Entries ::
•••

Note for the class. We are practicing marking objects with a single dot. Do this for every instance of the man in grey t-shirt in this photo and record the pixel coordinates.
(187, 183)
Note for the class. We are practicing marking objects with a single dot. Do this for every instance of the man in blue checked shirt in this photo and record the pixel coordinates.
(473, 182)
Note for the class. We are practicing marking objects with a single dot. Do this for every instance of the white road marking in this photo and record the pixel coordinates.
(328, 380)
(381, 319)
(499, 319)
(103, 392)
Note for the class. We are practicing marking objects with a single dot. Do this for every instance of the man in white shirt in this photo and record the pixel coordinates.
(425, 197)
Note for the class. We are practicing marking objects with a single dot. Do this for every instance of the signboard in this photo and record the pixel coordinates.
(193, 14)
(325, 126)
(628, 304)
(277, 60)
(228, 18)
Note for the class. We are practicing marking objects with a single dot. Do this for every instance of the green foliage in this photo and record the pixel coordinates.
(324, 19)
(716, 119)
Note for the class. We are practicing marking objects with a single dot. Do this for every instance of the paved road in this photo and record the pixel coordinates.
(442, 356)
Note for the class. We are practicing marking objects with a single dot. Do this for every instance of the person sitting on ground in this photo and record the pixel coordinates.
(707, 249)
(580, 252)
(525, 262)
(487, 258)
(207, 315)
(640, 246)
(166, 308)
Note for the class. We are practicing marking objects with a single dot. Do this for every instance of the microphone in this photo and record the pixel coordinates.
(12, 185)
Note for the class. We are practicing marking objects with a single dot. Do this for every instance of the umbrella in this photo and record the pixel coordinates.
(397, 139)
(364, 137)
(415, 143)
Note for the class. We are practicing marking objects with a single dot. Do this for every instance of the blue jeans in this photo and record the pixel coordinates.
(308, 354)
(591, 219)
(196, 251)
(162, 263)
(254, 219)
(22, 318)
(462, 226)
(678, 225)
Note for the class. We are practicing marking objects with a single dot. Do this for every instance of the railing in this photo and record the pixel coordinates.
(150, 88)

•••

Goal ::
Rewrite the entries from the line with "of the railing" through the end of the entries, both ends included and the request line kept, multiplying every coordinate in the answers by 1.65 and rounding to whole numbers, with halves rounded up.

Solution to this problem ::
Note for the class. We are practicing marking objects with a single dot. Do this for every instance of the railing in this photo and record the pixel coordinates.
(248, 145)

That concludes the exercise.